* DIRECTIONS FOR THIS TASK *
Find the line containing "Please spot the leafy" in the material below; copy that line and all following lines exactly.
**** TASK DATA
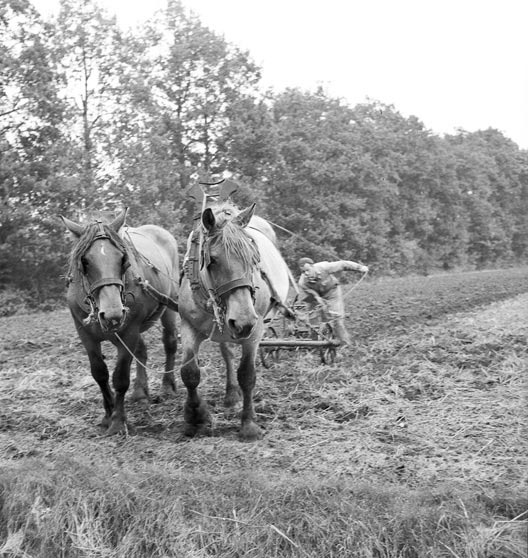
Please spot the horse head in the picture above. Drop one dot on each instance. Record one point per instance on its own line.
(99, 262)
(229, 260)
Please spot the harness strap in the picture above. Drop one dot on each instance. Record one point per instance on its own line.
(163, 299)
(105, 282)
(231, 285)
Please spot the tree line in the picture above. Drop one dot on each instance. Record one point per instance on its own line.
(93, 117)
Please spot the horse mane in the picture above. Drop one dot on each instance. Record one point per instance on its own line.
(75, 266)
(233, 237)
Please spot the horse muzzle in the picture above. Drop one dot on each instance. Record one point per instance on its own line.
(112, 321)
(112, 312)
(240, 331)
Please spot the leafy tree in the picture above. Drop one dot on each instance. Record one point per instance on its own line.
(30, 139)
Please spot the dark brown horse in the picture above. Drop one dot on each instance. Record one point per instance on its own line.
(234, 278)
(121, 280)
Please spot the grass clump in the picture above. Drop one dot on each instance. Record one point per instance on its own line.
(70, 510)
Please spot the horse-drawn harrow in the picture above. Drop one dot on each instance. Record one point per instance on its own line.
(285, 334)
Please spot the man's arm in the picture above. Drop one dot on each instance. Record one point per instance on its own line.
(341, 265)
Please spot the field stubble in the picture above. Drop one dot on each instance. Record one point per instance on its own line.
(411, 444)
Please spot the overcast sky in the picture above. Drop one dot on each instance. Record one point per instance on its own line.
********
* PROBLEM SOLUTION *
Please spot the leafy tree in the picture above. Drop one dot on each instance. Record one point per instance on its own line.
(30, 139)
Please spot the dark brown horse in the picture above. Drop one dot on each instance. Record one point per instance on its own line.
(234, 278)
(121, 280)
Please spot the grass clump in the picture above. Drop one dot on each instance. Record one point per instance on its own line.
(70, 510)
Please spot the horse-drawn harrow in the picture above. Drop one dot on each instance. Record one point per instance on its own line.
(285, 334)
Please spot the man's arm in the picture above. Drop one dot on each instance. Record one point per instance on its own line.
(341, 265)
Please spot the field stubble in the picture above. Drop one dot on each instance. Record one point per instance on its own line.
(411, 444)
Please spot the overcast sky in the picture above. Drop one dot on each instance. Record one point per instance on its own line.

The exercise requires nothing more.